**Work to be completed**
Restate word for word the line containing "Exercise. Mark the rear door" and every following line in the material below, up to and including the last one.

----------

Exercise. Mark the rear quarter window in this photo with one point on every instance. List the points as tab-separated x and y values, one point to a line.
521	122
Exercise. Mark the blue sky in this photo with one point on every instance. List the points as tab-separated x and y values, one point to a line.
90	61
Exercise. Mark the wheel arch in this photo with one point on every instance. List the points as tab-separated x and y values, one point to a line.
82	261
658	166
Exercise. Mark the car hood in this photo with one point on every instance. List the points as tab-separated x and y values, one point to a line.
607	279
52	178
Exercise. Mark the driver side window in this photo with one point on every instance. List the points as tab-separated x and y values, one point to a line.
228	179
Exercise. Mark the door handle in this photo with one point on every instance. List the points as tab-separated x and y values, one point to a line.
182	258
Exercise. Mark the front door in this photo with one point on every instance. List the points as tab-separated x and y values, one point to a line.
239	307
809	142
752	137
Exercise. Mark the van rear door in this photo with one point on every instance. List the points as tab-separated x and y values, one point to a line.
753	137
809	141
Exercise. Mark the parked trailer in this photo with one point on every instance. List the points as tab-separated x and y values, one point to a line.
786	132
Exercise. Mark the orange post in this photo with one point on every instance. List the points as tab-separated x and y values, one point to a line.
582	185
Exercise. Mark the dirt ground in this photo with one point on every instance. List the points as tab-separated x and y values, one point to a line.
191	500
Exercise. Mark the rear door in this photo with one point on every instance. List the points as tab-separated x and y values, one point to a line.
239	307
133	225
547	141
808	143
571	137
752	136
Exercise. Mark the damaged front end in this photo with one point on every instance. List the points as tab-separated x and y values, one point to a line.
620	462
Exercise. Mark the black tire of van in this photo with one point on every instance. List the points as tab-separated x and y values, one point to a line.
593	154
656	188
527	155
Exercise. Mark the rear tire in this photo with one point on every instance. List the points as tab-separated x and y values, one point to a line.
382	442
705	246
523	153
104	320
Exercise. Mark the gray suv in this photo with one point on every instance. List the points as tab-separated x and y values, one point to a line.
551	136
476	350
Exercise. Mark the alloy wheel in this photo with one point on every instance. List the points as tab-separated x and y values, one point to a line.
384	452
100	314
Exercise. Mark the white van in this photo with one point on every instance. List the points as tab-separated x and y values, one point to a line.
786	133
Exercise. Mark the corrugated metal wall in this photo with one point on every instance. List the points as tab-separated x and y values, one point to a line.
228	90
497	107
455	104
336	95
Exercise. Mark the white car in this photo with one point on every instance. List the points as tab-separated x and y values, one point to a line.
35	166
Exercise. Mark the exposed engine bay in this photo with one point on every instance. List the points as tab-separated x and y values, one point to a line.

----------

**Answer below**
Exercise. Mark the rear door in this photo with one point on every instance. List the points as tab-separated x and y values, one point to a line.
239	307
133	225
547	141
808	143
571	137
752	136
Exercise. Mark the damaged front end in this photo with one point on every instance. List the points as tab-separated x and y values, one point to a line.
620	462
Exercise. Mark the black tire of van in this photo with one point on every instance. List the points as tab-separated x and y values, one point to a line.
593	154
656	188
527	155
Exercise. Mark the rear tire in this photo with one point on every instance. List the points as tab-separated x and y values, one point to a line.
382	442
705	246
523	153
104	320
Exercise. Mark the gray suv in this photo with one point on every instance. List the points as tab-separated x and y values, one point to a line.
551	136
476	350
Exercise. Mark the alloy wheel in this photo with one point on every instance. List the points as tab-separated x and y values, one point to a line.
384	452
100	314
Exercise. Mark the white van in this photo with one point on every instance. List the points as tab-separated x and y values, one point to a line.
786	133
Exercise. Mark the corrugated metal wall in this photo with one point on every instance. List the points as tab-separated x and y values, one point to a line.
228	90
497	107
455	104
336	95
Exercise. Mark the white car in this photo with one point on every instance. List the points as tab-separated x and y values, one point to a line.
35	166
Exercise. Mark the exposed engine bay in this photo with one point on every instance. List the points as tab-separated x and y values, one point to a line.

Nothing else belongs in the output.